[Records in a dataset]
□ □ □

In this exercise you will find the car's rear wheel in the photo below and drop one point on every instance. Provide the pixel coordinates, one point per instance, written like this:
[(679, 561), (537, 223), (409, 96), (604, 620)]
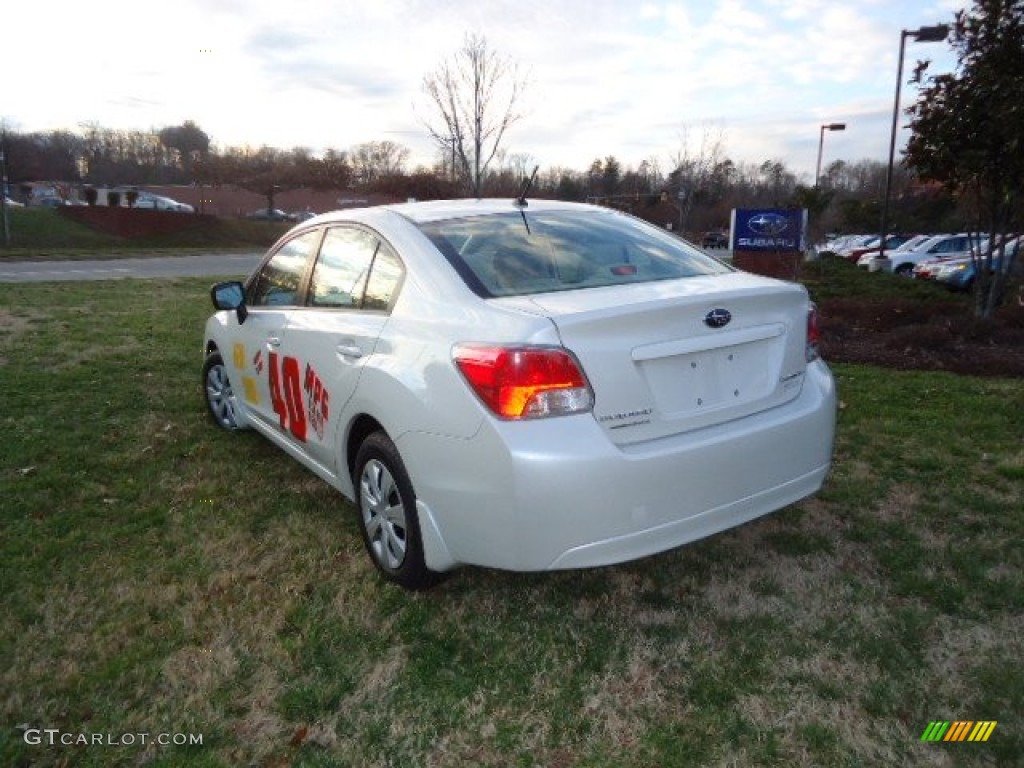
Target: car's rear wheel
[(220, 400), (387, 514)]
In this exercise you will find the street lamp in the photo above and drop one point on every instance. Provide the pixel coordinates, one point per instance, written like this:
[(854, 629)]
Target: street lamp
[(821, 143), (934, 34)]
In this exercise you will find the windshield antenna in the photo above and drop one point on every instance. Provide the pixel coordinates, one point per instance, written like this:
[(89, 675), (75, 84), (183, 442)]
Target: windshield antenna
[(521, 200)]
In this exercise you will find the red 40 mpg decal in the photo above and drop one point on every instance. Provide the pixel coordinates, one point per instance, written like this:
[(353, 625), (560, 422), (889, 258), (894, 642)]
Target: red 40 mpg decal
[(287, 387)]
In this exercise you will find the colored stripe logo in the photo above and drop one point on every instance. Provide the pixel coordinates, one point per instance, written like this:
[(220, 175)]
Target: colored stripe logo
[(958, 730)]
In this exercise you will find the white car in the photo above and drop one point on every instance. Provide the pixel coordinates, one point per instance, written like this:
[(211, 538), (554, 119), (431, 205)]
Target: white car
[(866, 259), (938, 247), (520, 386), (160, 203)]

□ □ □

Instruction: Copy the records above word for word, omitting the pictures.

Task response:
In this exercise you will find the car's rear wheel in the photo below and drop one point on every instance. Provide the pixel coordinates, one point per instance, written like this:
[(679, 561), (537, 223), (409, 96), (604, 620)]
Target: car's rear wheel
[(220, 400), (387, 514)]
In this exercise you will find the street lamp in the photo above and drop one point on every instance. Provide the pixel coordinates, one point per instance, written like this:
[(854, 629)]
Target: street lamp
[(821, 143), (934, 34)]
In this exercise you will find the windshield antenna in the photo above and drop one point on every instance. Provide the pixel coordinates, one point per instance, written like this:
[(89, 675), (75, 84), (183, 442)]
Target: windshield antenna
[(521, 200)]
In this exercise you will find the red 40 mpg decal in the photo above and drop one point on every instance. Provide the pixel coordinates, one point per instance, written like this:
[(353, 625), (560, 422), (889, 258), (894, 642)]
Target: red 40 mpg decal
[(287, 387)]
In this exercise you will find the colored stripe logo in the photo above and drop one point on every instance. Provide the pixel coordinates, one point per instance, written like this:
[(220, 175)]
Target: colored stripe logo
[(958, 730)]
In this exercise you will find the white car in the photo above and drop one point on every instance. Provide the pixel coordinates, one point per instance, written like this:
[(211, 538), (554, 119), (431, 205)]
Target: white car
[(866, 259), (938, 247), (520, 386), (160, 203)]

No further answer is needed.